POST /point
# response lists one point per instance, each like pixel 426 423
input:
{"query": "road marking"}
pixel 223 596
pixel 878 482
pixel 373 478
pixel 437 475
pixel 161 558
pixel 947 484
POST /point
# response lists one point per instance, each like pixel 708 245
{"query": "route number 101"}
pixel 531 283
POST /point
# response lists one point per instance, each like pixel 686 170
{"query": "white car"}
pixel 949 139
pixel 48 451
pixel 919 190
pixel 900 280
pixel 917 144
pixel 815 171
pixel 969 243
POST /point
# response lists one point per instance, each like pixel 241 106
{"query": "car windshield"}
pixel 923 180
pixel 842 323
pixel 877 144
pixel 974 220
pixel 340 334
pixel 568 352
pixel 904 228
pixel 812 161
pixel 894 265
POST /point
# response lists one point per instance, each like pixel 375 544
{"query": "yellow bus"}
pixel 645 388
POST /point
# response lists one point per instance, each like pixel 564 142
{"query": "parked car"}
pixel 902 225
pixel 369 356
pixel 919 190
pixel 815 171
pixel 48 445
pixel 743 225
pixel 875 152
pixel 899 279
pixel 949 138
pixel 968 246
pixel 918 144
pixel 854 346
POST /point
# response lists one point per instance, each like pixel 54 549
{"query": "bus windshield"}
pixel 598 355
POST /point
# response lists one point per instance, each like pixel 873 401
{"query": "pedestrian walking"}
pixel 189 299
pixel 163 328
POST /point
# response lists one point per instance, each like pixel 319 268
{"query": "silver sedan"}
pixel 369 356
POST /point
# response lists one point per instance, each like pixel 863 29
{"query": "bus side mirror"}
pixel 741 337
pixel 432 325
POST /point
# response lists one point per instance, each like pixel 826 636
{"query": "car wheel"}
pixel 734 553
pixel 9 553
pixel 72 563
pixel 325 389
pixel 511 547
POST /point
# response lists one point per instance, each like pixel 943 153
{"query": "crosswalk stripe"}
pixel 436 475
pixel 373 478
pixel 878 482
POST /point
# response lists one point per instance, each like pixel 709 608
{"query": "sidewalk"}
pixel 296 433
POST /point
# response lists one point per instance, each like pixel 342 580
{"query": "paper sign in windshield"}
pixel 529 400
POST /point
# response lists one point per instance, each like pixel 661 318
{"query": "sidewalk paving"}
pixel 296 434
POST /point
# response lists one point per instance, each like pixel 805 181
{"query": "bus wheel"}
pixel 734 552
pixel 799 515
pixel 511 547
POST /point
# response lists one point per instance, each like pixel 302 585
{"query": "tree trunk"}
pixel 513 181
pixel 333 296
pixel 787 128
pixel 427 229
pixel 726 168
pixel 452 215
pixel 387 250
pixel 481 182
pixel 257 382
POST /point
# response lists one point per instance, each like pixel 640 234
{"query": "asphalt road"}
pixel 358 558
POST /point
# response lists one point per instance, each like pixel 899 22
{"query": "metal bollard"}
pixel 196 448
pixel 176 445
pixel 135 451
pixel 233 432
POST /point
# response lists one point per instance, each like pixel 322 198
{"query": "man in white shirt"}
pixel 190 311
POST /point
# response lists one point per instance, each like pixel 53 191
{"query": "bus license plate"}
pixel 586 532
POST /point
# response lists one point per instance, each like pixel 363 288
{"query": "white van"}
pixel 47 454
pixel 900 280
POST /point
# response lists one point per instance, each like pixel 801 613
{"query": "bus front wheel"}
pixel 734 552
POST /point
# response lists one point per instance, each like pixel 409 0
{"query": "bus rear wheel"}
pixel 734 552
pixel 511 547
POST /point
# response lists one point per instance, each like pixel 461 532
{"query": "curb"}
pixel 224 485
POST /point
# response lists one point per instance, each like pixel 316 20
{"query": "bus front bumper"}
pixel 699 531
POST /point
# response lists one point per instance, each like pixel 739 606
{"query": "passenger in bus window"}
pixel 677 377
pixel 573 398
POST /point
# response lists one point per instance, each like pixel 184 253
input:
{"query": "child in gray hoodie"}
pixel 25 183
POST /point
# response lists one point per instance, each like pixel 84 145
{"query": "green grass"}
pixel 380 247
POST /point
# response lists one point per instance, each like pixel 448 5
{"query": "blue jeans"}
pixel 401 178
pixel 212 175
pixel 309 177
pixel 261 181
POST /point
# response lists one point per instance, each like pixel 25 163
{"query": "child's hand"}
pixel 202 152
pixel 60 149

□ □ □

*Task item*
The records above should be repeated exactly. Print them all.

*Answer area*
POST /point
# response lists one point per instance, each like pixel 426 423
input:
{"query": "road marking"}
pixel 223 596
pixel 878 482
pixel 373 478
pixel 437 475
pixel 161 558
pixel 947 484
POST /point
# response lists one point per instance, each like pixel 708 245
{"query": "route number 101"}
pixel 531 283
POST /point
# response lists one point per instance, each like pixel 686 170
{"query": "white car"}
pixel 949 139
pixel 48 451
pixel 919 190
pixel 900 280
pixel 917 144
pixel 815 171
pixel 969 243
POST /point
# response lists one point per instance, each like pixel 241 106
{"query": "car windshield"}
pixel 923 180
pixel 842 323
pixel 877 144
pixel 974 220
pixel 340 334
pixel 568 352
pixel 904 228
pixel 812 161
pixel 894 265
POST /point
# response lists one point per instance, each like pixel 375 544
{"query": "yellow bus"}
pixel 645 388
POST /point
# response lists one point per instance, each like pixel 564 142
{"query": "parked car"}
pixel 902 225
pixel 369 356
pixel 919 190
pixel 815 171
pixel 48 445
pixel 743 225
pixel 875 152
pixel 899 279
pixel 949 138
pixel 968 246
pixel 918 144
pixel 854 346
POST /point
# response lists one point per instance, each like pixel 54 549
{"query": "bus windshield"}
pixel 598 355
POST /point
# response lists one point per instance, each like pixel 873 401
{"query": "pedestrian walking"}
pixel 189 299
pixel 163 328
POST /point
# response lists one point per instance, each like pixel 319 268
{"query": "silver sedan"}
pixel 369 356
POST /point
# response lists one point per instance, each like pixel 863 29
{"query": "bus side mirror"}
pixel 741 337
pixel 432 325
POST /point
# response lists one point per instance, each like pixel 826 636
{"query": "car wheel"}
pixel 734 553
pixel 9 553
pixel 72 563
pixel 325 389
pixel 511 547
POST /point
# response lists one point per instance, each like pixel 943 153
{"query": "crosswalk stripe"}
pixel 436 475
pixel 373 478
pixel 878 482
POST /point
# response lists one point per instance, each like pixel 709 608
{"query": "sidewalk"}
pixel 296 433
POST /point
# response lists one point per instance, each like pixel 342 580
{"query": "paper sign in windshield"}
pixel 529 400
POST /point
# response lists one point per instance, each like pixel 661 318
{"query": "sidewalk paving"}
pixel 296 434
POST /point
# response lists one point per instance, each like pixel 805 181
{"query": "bus wheel"}
pixel 734 552
pixel 799 515
pixel 511 547
POST /point
# response lists one point per instance, each like pixel 302 585
{"query": "tree trunk"}
pixel 513 181
pixel 333 296
pixel 787 128
pixel 427 229
pixel 726 168
pixel 452 215
pixel 387 250
pixel 481 182
pixel 257 382
POST /point
# response lists one point per instance, each like pixel 640 234
{"query": "asphalt road"}
pixel 358 558
POST /point
# response lists one point per instance, each like pixel 899 22
{"query": "metal bollard"}
pixel 196 448
pixel 176 445
pixel 135 451
pixel 233 432
POST /point
# response lists one point per instance, each like pixel 322 198
{"query": "man in white shirt"}
pixel 190 311
POST /point
# response lists one point per instance, each like pixel 53 191
{"query": "bus license plate"}
pixel 586 532
POST /point
# response lists one point per instance, each like pixel 363 288
{"query": "white van"}
pixel 47 454
pixel 900 280
POST /point
# response lists one point per instance, each like pixel 801 613
{"query": "bus front wheel"}
pixel 734 552
POST /point
# response lists one point per instance, each like pixel 409 0
{"query": "bus rear wheel"}
pixel 734 552
pixel 511 547
POST /point
# response lists one point per instance, each like pixel 461 532
{"query": "curb"}
pixel 224 485
POST /point
# response lists one point per instance, each like pixel 316 20
{"query": "bus front bumper"}
pixel 699 531
POST /point
# response lists one point per instance, each like pixel 739 606
{"query": "passenger in bus window"}
pixel 677 377
pixel 573 398
POST /point
# response lists one point per instance, each like pixel 184 253
input:
{"query": "child in gray hoodie"}
pixel 25 183
POST /point
# response lists one point per instance, each like pixel 84 145
{"query": "green grass"}
pixel 380 247
POST /point
# response lists one point per instance, each like pixel 448 5
{"query": "blue jeans"}
pixel 401 178
pixel 212 175
pixel 309 177
pixel 261 181
POST /point
# response lists one point per instance, each like pixel 25 163
{"query": "child's hand"}
pixel 202 152
pixel 60 149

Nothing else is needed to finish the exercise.